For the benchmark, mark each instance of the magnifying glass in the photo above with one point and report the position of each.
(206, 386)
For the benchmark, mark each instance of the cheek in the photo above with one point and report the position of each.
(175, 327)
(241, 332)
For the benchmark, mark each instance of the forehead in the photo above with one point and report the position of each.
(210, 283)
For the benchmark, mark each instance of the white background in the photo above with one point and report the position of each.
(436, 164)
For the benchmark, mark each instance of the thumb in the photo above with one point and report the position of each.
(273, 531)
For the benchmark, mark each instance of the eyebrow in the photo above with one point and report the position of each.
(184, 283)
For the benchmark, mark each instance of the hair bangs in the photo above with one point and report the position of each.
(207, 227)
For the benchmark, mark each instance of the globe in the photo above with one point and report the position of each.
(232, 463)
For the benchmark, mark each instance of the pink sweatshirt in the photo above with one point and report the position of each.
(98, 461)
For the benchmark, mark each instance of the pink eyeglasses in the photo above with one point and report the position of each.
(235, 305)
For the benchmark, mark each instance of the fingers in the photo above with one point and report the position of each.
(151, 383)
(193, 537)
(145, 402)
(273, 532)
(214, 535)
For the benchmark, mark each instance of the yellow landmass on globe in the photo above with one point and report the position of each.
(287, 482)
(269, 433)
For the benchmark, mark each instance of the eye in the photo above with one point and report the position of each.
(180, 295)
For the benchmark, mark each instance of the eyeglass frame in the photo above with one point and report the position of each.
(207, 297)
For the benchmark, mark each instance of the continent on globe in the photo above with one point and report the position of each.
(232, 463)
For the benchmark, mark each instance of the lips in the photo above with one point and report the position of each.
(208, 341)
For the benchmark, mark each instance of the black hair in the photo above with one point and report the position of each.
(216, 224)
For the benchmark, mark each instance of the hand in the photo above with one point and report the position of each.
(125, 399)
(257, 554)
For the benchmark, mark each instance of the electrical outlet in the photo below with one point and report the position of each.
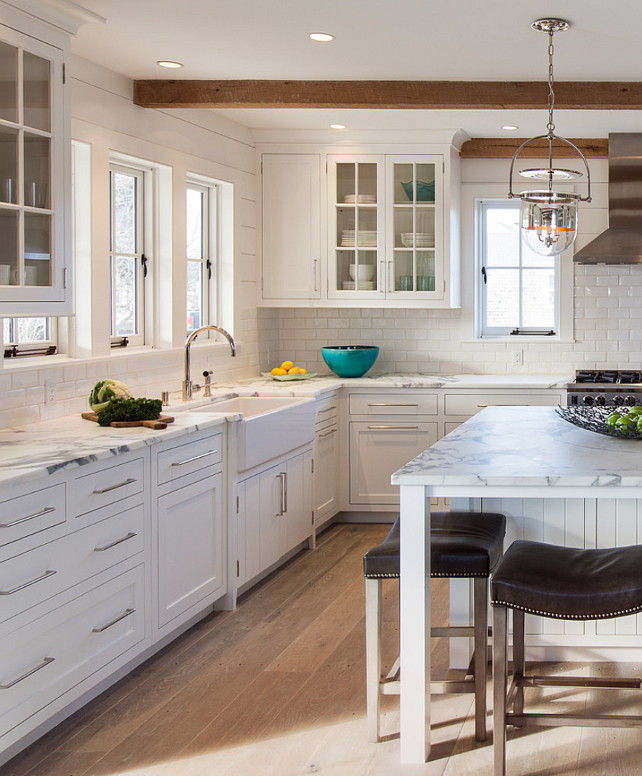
(50, 391)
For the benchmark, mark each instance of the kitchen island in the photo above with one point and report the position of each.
(556, 483)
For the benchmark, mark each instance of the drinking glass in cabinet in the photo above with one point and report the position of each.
(36, 92)
(9, 92)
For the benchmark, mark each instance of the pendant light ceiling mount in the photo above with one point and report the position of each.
(549, 218)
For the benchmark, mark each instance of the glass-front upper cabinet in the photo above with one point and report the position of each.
(414, 238)
(356, 226)
(33, 156)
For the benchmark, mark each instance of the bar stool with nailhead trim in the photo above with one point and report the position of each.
(562, 583)
(462, 544)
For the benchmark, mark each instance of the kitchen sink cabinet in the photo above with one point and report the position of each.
(35, 168)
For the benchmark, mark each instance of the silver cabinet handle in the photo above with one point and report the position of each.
(387, 404)
(194, 458)
(42, 512)
(130, 535)
(46, 575)
(398, 428)
(128, 481)
(101, 628)
(44, 663)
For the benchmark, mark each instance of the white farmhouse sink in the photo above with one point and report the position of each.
(271, 426)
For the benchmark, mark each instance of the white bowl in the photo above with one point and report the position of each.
(365, 271)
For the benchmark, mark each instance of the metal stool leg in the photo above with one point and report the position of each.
(373, 656)
(500, 644)
(518, 657)
(480, 621)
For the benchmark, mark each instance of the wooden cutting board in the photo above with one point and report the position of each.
(161, 423)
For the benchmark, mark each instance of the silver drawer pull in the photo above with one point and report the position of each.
(398, 428)
(126, 613)
(128, 481)
(46, 575)
(384, 404)
(130, 535)
(195, 458)
(44, 663)
(42, 512)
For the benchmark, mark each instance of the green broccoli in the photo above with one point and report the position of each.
(130, 409)
(105, 391)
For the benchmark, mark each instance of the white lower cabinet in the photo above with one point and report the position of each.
(274, 514)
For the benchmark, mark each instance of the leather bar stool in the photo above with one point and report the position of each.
(462, 544)
(562, 583)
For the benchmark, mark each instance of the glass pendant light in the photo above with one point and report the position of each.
(548, 217)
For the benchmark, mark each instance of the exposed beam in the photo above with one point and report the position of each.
(505, 147)
(410, 95)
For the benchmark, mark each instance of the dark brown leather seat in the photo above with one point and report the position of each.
(567, 583)
(462, 544)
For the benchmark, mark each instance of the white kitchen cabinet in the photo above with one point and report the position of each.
(291, 221)
(35, 168)
(190, 564)
(273, 514)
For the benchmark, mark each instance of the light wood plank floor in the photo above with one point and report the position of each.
(277, 689)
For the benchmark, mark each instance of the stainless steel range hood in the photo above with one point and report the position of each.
(621, 243)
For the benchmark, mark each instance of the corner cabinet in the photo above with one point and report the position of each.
(35, 169)
(390, 236)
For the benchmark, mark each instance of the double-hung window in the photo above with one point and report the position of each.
(128, 260)
(518, 290)
(201, 256)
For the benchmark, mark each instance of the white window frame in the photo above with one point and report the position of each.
(485, 332)
(209, 261)
(144, 247)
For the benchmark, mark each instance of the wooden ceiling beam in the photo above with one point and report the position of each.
(505, 147)
(408, 95)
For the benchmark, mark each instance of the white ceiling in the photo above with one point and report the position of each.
(380, 40)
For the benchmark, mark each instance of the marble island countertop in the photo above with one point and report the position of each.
(527, 447)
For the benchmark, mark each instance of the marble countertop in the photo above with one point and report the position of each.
(527, 447)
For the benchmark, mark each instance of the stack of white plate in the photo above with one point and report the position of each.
(361, 199)
(419, 240)
(364, 285)
(366, 239)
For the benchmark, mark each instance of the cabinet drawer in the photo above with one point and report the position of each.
(49, 656)
(108, 485)
(33, 512)
(469, 404)
(185, 459)
(393, 404)
(35, 576)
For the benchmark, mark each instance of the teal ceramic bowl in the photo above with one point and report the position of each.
(350, 360)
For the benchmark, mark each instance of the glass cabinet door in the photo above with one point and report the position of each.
(413, 226)
(26, 164)
(355, 231)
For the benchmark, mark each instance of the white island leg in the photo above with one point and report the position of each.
(415, 624)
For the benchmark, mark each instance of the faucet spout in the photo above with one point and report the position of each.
(187, 383)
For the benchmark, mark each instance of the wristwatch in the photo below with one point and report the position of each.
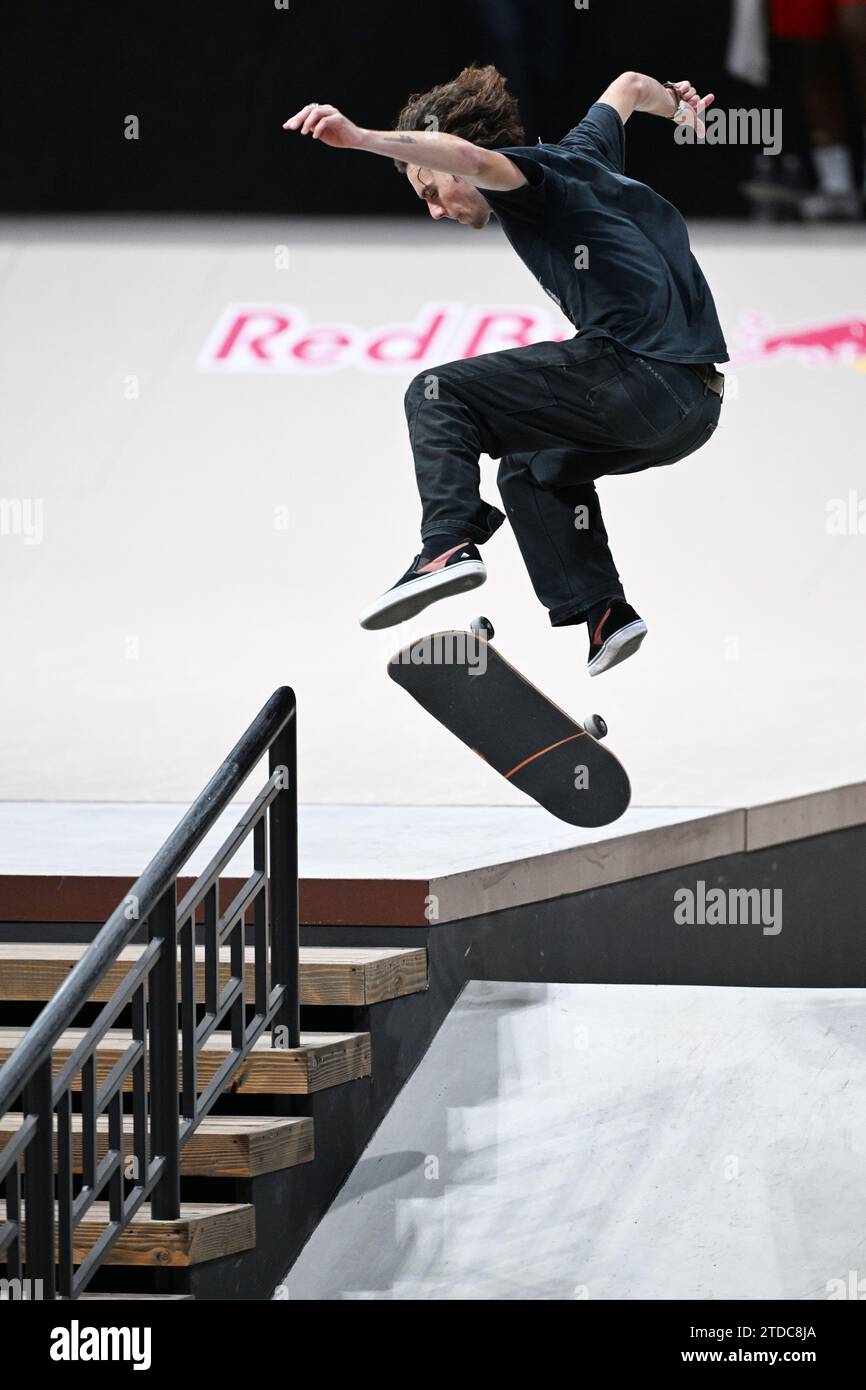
(680, 114)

**Exercise instructions**
Output every entry word for word, but omit the pictures.

**Expected output**
For the benchmark, mark each instance of the magnifying glass in the photo above with one point and report the position of each.
(206, 386)
For the benchmark, mark each instance of the cheek in the photo above with one point and report the position of each.
(175, 327)
(241, 332)
For the benchmark, mark each instance of the forehead in the photo above with one point and report the position of each.
(210, 283)
For the benchmark, mark each instance of the white background in the photo above with one point and report the position of each.
(436, 164)
For the benchmark, mark each instance of the thumb in the photo above with one point and report the position of each.
(273, 531)
For the benchmark, mark each instance of the eyebrow in the photo above with one point and report the position of each.
(184, 283)
For the benchmark, mark each instance of the hair bangs in the photo above with one point and report the position of each.
(207, 227)
For the benchmark, mark each instance of the globe in the photo above with one point and report the position of each.
(232, 463)
For the benchmark, mark each instance of the pink sweatshirt in the photo above with one point and report the position of each.
(98, 461)
For the benchmark, mark each instance of the pink eyeglasses in the photo above with one point and report the position of each.
(235, 305)
For the benchmark, mark each instance of the fingers in the photo above with one point and report the position of each.
(151, 383)
(193, 537)
(145, 402)
(273, 532)
(214, 535)
For the benchmark, mark each instance of the yellow landmass on globe in the photo above with one point and report the position of each.
(287, 482)
(269, 433)
For the benchmark, mark each instance of the eye in the photo above with one point and report the position of each.
(180, 295)
For the benchmark, mark each instance of the eyeglass frame in the photo above with one point and report the position of each.
(207, 297)
For the benchmark, mark each instance of the continent on globe in the photo above with one point and report the position of each.
(232, 463)
For the benchmark, mark each instance of the lips in the photo above with one point and report the position of each.
(208, 341)
For the benchmark, mark each instance of the black hair in the photo above with one point and report the position of each.
(216, 224)
For the benchmark, mark each instance of the hand in the photo above with one point and report the position of each.
(125, 399)
(257, 554)
For the benchmark, mark each instance of the electrical outlet in the photo below with one point and report the position of each.
(50, 391)
For the benchmark, mark each instance of the kitchen island in the photo above with one point and report the position of each.
(556, 483)
For the benchmark, mark each instance of the drinking glass in cabinet in the photo above with one point and report the position of each.
(36, 92)
(9, 92)
For the benchmark, mark each instance of the pendant light ceiling mount in the photo above with one point and report the position of each.
(549, 218)
For the benchmark, mark each instance of the glass-front upper cabinet in the photo above with one point and report the position of each.
(414, 238)
(356, 226)
(33, 156)
For the benchmark, mark each instance of the bar stool with nailhead trim in the photo above with one point and report the position of each.
(562, 583)
(462, 544)
For the benchmark, mark each instance of the kitchen sink cabinet in the photo above with one point and report the position of each.
(35, 168)
For the benchmark, mark each instance of the silver cabinet handle in the photo above with one point and report the position of each.
(387, 404)
(194, 458)
(42, 512)
(130, 535)
(46, 575)
(398, 428)
(128, 481)
(101, 628)
(44, 663)
For the benchmark, mark each instance of the white farmhouse sink in the photo above with one point and report the position of each.
(271, 426)
For the benchmark, mark each instance of the white bowl in the photo above with one point and report the position of each.
(365, 271)
For the benchmark, mark each instance of the metal stool leg in the photo above with one point and report the position of each.
(373, 656)
(500, 644)
(518, 657)
(480, 621)
For the benchmark, mark each instance of the wooden cutting board in the photo above with one point and report the position of each.
(161, 423)
For the benchmark, mark each instance of the silver drawer pull in the photo above with one point and report the position of each.
(398, 428)
(126, 613)
(128, 481)
(46, 575)
(384, 404)
(130, 535)
(195, 458)
(44, 663)
(42, 512)
For the benchmark, mark each instance of the green broccoli in the photo above with one point and report the position of each.
(130, 409)
(105, 391)
For the benchmark, mark each instance of the white lower cabinet in the photo above with one point and report the position of each.
(274, 514)
For the benchmark, mark each instance of the leather bar stool in the photo above with one point and report the position of each.
(462, 544)
(562, 583)
For the benchmark, mark each instance of the glass pendant light in the photo above with one point and report the position of each.
(548, 217)
For the benchmark, mark each instance of the exposed beam in the photo above with one point and report the position of each.
(505, 147)
(410, 95)
For the benchmark, mark each instance of the dark brown leather seat in the photo above with one point and report the position of each.
(567, 583)
(462, 544)
For the benchmark, mark each instance of the white kitchen cabinet in the photo above with one point and report the position of each.
(291, 221)
(35, 168)
(190, 564)
(273, 514)
For the benchmark, mark each instance of the light wood plank floor in the photo above with one point and report the position of each.
(277, 689)
For the benchmark, mark each instance of the stainless steel range hood in the photo above with one point and report the position of each.
(621, 243)
For the benchmark, mark each instance of the corner cabinet in the photo above with one point and report the position of each.
(35, 169)
(390, 236)
For the benchmark, mark each instance of the double-hung window in the photo above with one point and report the position of each.
(128, 260)
(518, 290)
(201, 256)
For the benchmark, mark each instance of the white window frame in the photo above with one point and report the position of each.
(485, 332)
(209, 261)
(144, 247)
For the benchmark, mark each instance of the wooden ceiling beam in the photo above with one point and report the position of each.
(505, 147)
(408, 95)
For the benchmark, mark each instance of the white ceiling in the photo above with one point and report the position of each.
(380, 40)
For the benchmark, mark each instance of the marble island countertop in the photo above with one point and report the position of each.
(527, 447)
For the benchmark, mark each instance of the marble countertop in the photo above with one point and report the position of each.
(527, 447)
For the benchmark, mark each instance of the stack of white plate in the photo above with one point and report the position of each.
(361, 199)
(419, 240)
(364, 285)
(366, 239)
For the benchmark, mark each instance of the cabinet drawer in the photo above with one point and report the position of each.
(49, 656)
(108, 485)
(33, 512)
(469, 404)
(185, 459)
(393, 404)
(35, 576)
For the benchmark, mark each instance of the teal ceramic bowl in the photo above with one point and report the position of each.
(350, 360)
For the benchmark, mark each instance of the glass cabinet door in the photo above with one point and report the position of each.
(413, 226)
(26, 164)
(355, 231)
For the benchmark, mark each instance of the white island leg in the photo above with one point and report the position of each.
(415, 624)
For the benchmark, mark each instance of the faucet spout in the photo above with one point and report the position of each.
(187, 383)
For the benchmark, mark each instance of the wristwatch in the photo below with one point and report the position of each.
(680, 114)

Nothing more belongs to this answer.